____ 本文

Life is what happens to you while you’re busy making other plans.

「生きてる!」という実感は、旅の途中で、それも目的地に向かう途中でよく起きる。文化祭の準備が本番より面白いというのと似ているかもしれない。

最高のロマンスは経験しなかったロマンスさ。
The best love affairs are those we never had.

すべての欲望は「ないものねだり」。恋愛マンガに憧れるのも同じこと。風早くんなんて絶対に実在しない。

テーブルを見渡してみろ。もしカモが見当たらなかったら、席を立て。お前がカモだ。
Look around the table. If you don’t see a sucker, get up, because you’re the sucker.

麻雀にハマっていた過去にこの格言と出会っていれば、と悔やまれる。たとえ負けても去り際は美しくありたいものだ。

男の顔は彼の自伝である。女の顔は彼女の作り話である。
I like men who have future and women who have past.

安穏と主婦してる女性はシワもなくキレイだけど顔が緩んでいがち。農業をしてるような女性はシワが刻まれていても引き締まって見える、とぼくは思う。

女性がいなかったら男は今ごろどうなってただろうかって?エデンの園で西瓜を食べながら気楽にやってたさ。
Where would man be today if it weren’t for women? In the Garden of Eden eating watermelon and taking it easy.

ハリスさんも書いていたが「気楽にやってた」というところがいいな。そりゃあ「男は大人のフリした少年であり、女は少女のフリした大人である」なんて格言もあるぐらいだし。

女性が初心者のようにキスするには、ものすごい経験が必要よ。
It takes a lot of experience for a girl to kiss like a beginner.

「男がこなれたキスをするには、ものすごい女性による教育が必要だ」と言い返したくなる。しょせん男は女にかなわない。

宣教師達がアフリカにやって来た時、彼らはバイブルを手に持ち、我々は土地を持っていた。彼等は「祈りましょう」と言い、我々は目を閉じた。目を開けた時、我々がバイブルを手に持ち、彼等が土地を持っていた。

________

**指示 A:**
下のデータの行から、文字列「jersey」を含む行をすべて抜き出してください。大文字と小文字は区別します。

____ 提供データ

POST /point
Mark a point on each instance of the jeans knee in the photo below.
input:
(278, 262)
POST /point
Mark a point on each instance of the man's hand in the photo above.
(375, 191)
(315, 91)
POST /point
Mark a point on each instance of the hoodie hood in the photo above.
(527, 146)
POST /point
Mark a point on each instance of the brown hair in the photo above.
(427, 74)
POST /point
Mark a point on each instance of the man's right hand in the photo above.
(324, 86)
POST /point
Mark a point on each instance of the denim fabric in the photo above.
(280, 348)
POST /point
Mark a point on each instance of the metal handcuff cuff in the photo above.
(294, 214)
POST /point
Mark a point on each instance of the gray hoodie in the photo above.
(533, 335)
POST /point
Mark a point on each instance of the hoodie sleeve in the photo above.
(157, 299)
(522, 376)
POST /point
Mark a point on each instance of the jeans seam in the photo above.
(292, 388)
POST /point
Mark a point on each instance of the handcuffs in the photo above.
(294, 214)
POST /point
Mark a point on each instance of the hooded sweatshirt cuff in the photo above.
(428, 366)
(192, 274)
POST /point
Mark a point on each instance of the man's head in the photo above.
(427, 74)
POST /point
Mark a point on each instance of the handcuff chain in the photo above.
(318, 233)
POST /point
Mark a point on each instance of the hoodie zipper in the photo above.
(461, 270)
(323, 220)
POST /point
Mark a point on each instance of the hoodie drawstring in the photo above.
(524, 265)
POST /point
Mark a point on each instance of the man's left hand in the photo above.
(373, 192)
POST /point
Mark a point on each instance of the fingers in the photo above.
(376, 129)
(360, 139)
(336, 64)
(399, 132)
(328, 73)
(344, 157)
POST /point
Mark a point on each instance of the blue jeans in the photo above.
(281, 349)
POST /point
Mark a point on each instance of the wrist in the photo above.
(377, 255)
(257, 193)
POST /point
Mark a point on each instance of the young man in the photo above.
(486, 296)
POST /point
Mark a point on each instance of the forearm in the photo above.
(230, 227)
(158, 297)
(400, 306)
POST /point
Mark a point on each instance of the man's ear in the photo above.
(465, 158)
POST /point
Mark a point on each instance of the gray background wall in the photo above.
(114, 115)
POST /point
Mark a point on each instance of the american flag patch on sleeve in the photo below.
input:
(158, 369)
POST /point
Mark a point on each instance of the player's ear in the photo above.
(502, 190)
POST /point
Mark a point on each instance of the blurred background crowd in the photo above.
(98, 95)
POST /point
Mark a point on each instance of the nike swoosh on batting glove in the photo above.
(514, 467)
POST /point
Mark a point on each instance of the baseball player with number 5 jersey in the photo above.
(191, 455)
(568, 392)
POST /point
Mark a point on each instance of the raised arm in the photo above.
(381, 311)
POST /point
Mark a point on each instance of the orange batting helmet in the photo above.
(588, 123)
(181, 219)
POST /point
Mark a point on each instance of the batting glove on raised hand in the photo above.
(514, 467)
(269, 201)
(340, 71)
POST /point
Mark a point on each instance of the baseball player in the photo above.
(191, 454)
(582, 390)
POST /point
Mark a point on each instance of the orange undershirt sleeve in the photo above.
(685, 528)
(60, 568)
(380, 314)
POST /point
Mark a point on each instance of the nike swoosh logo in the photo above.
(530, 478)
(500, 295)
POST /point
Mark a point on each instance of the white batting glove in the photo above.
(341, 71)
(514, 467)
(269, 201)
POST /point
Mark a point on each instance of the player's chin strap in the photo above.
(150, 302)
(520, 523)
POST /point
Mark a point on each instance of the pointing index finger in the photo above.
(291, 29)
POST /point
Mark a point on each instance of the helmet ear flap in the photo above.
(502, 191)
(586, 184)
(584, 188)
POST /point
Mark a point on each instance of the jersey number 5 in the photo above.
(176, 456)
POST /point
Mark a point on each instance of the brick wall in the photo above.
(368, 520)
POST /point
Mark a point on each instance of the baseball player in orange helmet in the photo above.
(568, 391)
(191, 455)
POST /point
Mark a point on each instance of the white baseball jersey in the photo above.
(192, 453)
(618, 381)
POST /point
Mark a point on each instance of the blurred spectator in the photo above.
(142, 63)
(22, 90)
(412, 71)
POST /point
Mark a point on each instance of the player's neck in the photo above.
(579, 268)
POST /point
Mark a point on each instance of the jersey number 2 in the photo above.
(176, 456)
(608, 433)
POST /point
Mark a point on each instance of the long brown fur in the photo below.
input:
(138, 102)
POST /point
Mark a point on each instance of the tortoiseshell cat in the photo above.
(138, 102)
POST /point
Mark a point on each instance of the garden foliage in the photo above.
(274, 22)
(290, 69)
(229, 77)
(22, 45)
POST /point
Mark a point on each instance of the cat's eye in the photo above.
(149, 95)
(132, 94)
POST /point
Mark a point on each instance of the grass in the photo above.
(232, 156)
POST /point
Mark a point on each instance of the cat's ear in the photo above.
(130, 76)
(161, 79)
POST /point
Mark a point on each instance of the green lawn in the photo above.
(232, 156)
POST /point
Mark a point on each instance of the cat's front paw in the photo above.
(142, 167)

________

**指示 B:**
名言を集めた上の本文を、一字も変えずに全部出力してください。

**解答 A:**
Mark a point on each instance of the baseball player with number 5 jersey in the photo above.
Mark a point on each instance of the jersey number 5 in the photo above.
Mark a point on each instance of the white baseball jersey in the photo above.
Mark a point on each instance of the jersey number 2 in the photo above.

**解答 B:**
Life is what happens to you while you’re busy making other plans.

「生きてる!」という実感は、旅の途中で、それも目的地に向かう途中でよく起きる。文化祭の準備が本番より面白いというのと似ているかもしれない。

最高のロマンスは経験しなかったロマンスさ。
The best love affairs are those we never had.

すべての欲望は「ないものねだり」。恋愛マンガに憧れるのも同じこと。風早くんなんて絶対に実在しない。

テーブルを見渡してみろ。もしカモが見当たらなかったら、席を立て。お前がカモだ。
Look around the table. If you don’t see a sucker, get up, because you’re the sucker.

麻雀にハマっていた過去にこの格言と出会っていれば、と悔やまれる。たとえ負けても去り際は美しくありたいものだ。

男の顔は彼の自伝である。女の顔は彼女の作り話である。
I like men who have future and women who have past.

安穏と主婦してる女性はシワもなくキレイだけど顔が緩んでいがち。農業をしてるような女性はシワが刻まれていても引き締まって見える、とぼくは思う。

女性がいなかったら男は今ごろどうなってただろうかって?エデンの園で西瓜を食べながら気楽にやってたさ。
Where would man be today if it weren’t for women? In the Garden of Eden eating watermelon and taking it easy.

ハリスさんも書いていたが「気楽にやってた」というところがいいな。そりゃあ「男は大人のフリした少年であり、女は少女のフリした大人である」なんて格言もあるぐらいだし。

女性が初心者のようにキスするには、ものすごい経験が必要よ。
It takes a lot of experience for a girl to kiss like a beginner.

「男がこなれたキスをするには、ものすごい女性による教育が必要だ」と言い返したくなる。しょせん男は女にかなわない。

宣教師達がアフリカにやって来た時、彼らはバイブルを手に持ち、我々は土地を持っていた。彼等は「祈りましょう」と言い、我々は目を閉じた。目を開けた時、我々がバイブルを手に持ち、彼等が土地を持っていた。